▶ [Problem requirements]: Every line of the material below must be repeated exactly.
^^^^^^^^^^^^^^^^
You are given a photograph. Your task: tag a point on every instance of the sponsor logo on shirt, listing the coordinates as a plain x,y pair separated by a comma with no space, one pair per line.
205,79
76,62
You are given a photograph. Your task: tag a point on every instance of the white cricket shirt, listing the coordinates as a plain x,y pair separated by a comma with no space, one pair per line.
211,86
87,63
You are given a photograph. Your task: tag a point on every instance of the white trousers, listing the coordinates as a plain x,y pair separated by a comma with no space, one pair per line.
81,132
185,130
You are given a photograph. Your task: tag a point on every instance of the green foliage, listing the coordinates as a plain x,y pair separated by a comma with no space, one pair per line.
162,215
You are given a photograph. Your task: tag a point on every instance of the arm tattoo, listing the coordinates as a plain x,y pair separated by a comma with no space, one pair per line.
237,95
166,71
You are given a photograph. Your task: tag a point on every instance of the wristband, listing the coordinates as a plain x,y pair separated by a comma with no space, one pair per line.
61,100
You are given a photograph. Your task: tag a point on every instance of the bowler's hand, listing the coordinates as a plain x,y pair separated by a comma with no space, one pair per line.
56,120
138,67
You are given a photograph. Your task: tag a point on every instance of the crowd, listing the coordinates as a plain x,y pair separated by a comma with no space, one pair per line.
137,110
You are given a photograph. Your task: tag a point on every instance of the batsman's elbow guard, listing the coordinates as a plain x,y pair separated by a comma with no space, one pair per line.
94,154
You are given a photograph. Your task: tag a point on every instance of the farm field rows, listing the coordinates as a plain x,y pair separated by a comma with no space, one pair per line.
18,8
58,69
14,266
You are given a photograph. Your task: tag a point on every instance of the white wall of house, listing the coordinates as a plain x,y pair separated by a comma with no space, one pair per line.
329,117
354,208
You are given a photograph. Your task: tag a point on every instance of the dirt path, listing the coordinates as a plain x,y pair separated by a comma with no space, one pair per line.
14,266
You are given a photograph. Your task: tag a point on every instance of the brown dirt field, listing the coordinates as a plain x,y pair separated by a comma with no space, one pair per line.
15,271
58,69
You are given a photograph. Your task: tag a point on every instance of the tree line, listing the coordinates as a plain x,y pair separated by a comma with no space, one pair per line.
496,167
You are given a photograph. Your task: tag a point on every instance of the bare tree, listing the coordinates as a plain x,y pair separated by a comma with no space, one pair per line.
^^^^^^^^^^^^^^^^
▶ [Exercise result]:
You are given a photograph. Your task: tag a point on every instance of the sponsor logo on shirt, listing the coordinates as a plain x,y pair separated by a comma with no space, one pair per line.
205,79
76,62
You are given a photograph. Your task: tag a point on every instance of the white cricket shirt, listing the coordinates as a plain x,y pair separated by a comma with no space, one pair per line.
211,86
87,63
You are given a photograph. Your task: tag a point on every instance of the white trousers, listing the coordinates as a plain x,y pair separated by a comma with no space, one pair per line.
81,132
185,130
You are given a photograph. Your task: tag a point on every instance of the green foliage, listing the coordinates as a plain x,y pair separated by a comma with no space, one pair per line.
162,215
You are given a photograph. Your task: tag a point on every instance of the arm tattoo, listing the coordinates as a plain x,y pair separated by a comma with no space, one pair per line.
237,95
166,71
You are given a photograph. Your task: tag a point on every instance of the wristband, listing the coordinates as a plain x,y pair separated by a comma with no space, one pair per line.
61,100
You are given a photograph. Your task: tag a point on every instance of the bowler's hand, listing the coordinates as a plain x,y pair separated by a comma with no space, one pair per line.
56,120
138,67
You are given a photograph. Your task: tag a point on every instance of the crowd, listing the coordinates as a plain x,y pair separated by a comma with no space, one pair per line.
137,110
You are given a photograph. Your task: tag a point on every instance of the batsman's elbow guard, listing the coordinates as a plain x,y pair separated by a comma with no space, one pair per line.
94,154
You are given a photograph. Your task: tag a point on every instance of the farm field rows, listing the coordinates as a plain x,y pair separated by a comma with no space, one pair per line.
18,8
58,69
14,266
You are given a photograph. Your task: tag a point on every instance of the white wall of house, listing the coordinates as a plain x,y pair separated by a comma with no space, one pair per line.
329,117
354,208
You are given a photograph. Your task: tag a point on every instance of the dirt path, listing the coordinates as a plain x,y pair separated by a comma with no space, one pair per line.
14,266
You are given a photograph. Your task: tag a point on every instance of the brown dirt field, listing the coordinates as a plain x,y pair separated by a comma with no space, one pair per line.
15,271
58,69
You are given a photograph. Your task: tag a point on every instance of the tree line, listing the coordinates as a plain x,y pair separated by a comma with no space, one pair per line.
496,167
You are given a photograph. Your task: tag a point on every instance of the bare tree, listing the coordinates as a plain x,y pair separated by a comma with no space, one pair per line.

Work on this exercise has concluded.